• **Zadanie do wykonania**
Ile ton ładunków przewieziono koleją w grudniu 2020 r. według fragmentu tekstu o przewozach PKP Cargo?

• **Fragment tekstu**
-=-=-=-=-

Po dwóch latach spadku przewozów PKP Cargo wreszcie osiągnęło dodatni wynik miesięczny rok do roku – w grudniu dwucyfrowy był wzrost zarówno przewiezionej masy, jak i wykonanej pracy przewozowej. Odbicie zanotował cały rynek przewozu towarów, w związku z czym udziały PKP Cargo znów spadły.
Jak
informowaliśmy dziś rano, w grudniu 2020 r przewieziono koleją 19,8 mln ton – więcej o 2,3 mln ton (13,2%) niż przed rokiem. Praca przewozowa i praca eksploatacyjna również osiągnęły lepsze wyniki kolejno o 515 mln tonokilometrów (12,7%) i 0,7 mln pociągokilometrów (11,6%).
To drugi dobry miesiąc dla kolei towarowej po listopadzie, a więc zapowiedź odwrócenia niekorzystnego trendu. Od dwóch lat przewozy towarowe spadały bowiem (rok do roku) w każdym kolejnym miesiącu.
Jak na tym tle prezentuje się PKP Cargo? W grudniu przewoźnik (jako cała grupa) przetransportował łącznie 7,5 mln ton towarów, co oznacza wzrost o 10,9% rok do roku. Praca przewozowa wrosła o 12,1%, do 1,9 tonokilometrów. Oznacza to, że udziały PKP Cargo w rynku przewozowym nieznacznie, ale jednak się zmniejszyły.
Jak podsumowuje PKP Cargo, w 2020 roku cały sektor kolejowy przetransportował 218,3 mln ton towarów (-6,6 proc. r/r;
według danych UTK było to jednak 223 mln ton), a wykonana przez kolej praca przewozowa wyniosła 51,1 mld tkm (-6,5 proc. r/r; wg UTK - 52,2 tkm). Natomiast Grupa PKP Cargo przewiozła w 2020 roku na krajowym rynku 84,6 mln ton towarów (-14,1 proc. r/r), a praca przewozowa wykonana w tym czasie wyniosła 21,4 mld tkm (-13,4 proc. r/r). Oznacza to gwałtowny spadek udziału w rynku - do 39% pod względem przewozów i do 42% pod względem pracy przewozowej.
Lepsza sytuacja gospodarcza
W komunikacie prasowym przewoźnik wskazuje na to, że na poprawę przewozów towarowych miała wpływ lepsza sytuacja gospodarcza w kraju. – Wolumen produkcji przemysłowej w Polsce w grudniu 2020 roku zwiększył się o 11,2 proc. r/r – podkreślił przewoźnik, dodając, że dane grudniowe z przemysłu nadal nie pokazują znacznych skutków wpływu drugiej fali pandemii, a wzrost sprzedaży odnotowano w 28 spośród 34 działów przemysłu. Z drugiej strony, nadal utrzymują się spadki produkcji w produkcji metali, koksu, czy ropopochodnych, które są szczególne istotne dla kolei.

-=-=-=-=-

• **Dane ćwiczenia**
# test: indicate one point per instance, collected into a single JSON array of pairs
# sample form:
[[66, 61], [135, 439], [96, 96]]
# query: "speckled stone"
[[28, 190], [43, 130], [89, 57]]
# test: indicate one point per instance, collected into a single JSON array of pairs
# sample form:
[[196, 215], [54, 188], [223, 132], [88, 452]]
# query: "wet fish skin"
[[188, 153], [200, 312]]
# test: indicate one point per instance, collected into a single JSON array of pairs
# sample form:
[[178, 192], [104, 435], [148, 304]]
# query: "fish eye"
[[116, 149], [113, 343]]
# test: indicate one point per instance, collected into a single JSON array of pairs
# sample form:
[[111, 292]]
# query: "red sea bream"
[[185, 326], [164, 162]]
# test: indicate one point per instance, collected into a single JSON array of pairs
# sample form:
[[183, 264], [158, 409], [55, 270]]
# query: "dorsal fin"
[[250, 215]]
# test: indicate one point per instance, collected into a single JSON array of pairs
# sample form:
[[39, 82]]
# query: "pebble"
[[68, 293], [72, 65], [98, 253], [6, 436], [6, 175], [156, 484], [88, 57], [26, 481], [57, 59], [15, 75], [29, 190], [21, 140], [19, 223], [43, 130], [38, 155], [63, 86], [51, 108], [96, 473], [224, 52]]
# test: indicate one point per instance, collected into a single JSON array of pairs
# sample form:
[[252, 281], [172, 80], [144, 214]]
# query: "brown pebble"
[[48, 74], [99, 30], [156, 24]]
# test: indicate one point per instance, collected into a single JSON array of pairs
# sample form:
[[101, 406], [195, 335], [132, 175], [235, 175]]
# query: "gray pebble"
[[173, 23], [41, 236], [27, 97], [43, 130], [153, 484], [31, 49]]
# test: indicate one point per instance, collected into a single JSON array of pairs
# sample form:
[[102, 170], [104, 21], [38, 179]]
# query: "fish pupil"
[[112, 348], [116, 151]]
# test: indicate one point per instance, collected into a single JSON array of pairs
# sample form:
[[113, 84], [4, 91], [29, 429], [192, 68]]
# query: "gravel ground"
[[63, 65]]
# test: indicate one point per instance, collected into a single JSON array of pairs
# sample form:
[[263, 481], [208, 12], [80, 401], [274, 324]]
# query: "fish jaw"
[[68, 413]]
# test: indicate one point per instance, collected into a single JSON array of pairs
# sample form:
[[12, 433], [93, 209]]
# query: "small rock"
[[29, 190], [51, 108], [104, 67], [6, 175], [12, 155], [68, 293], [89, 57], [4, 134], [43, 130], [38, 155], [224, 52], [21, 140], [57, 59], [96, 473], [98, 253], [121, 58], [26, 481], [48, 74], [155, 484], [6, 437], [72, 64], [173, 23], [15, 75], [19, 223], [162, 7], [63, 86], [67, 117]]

-=-=-=-=-

• **Wynik ćwiczenia**
19,8 mln ton.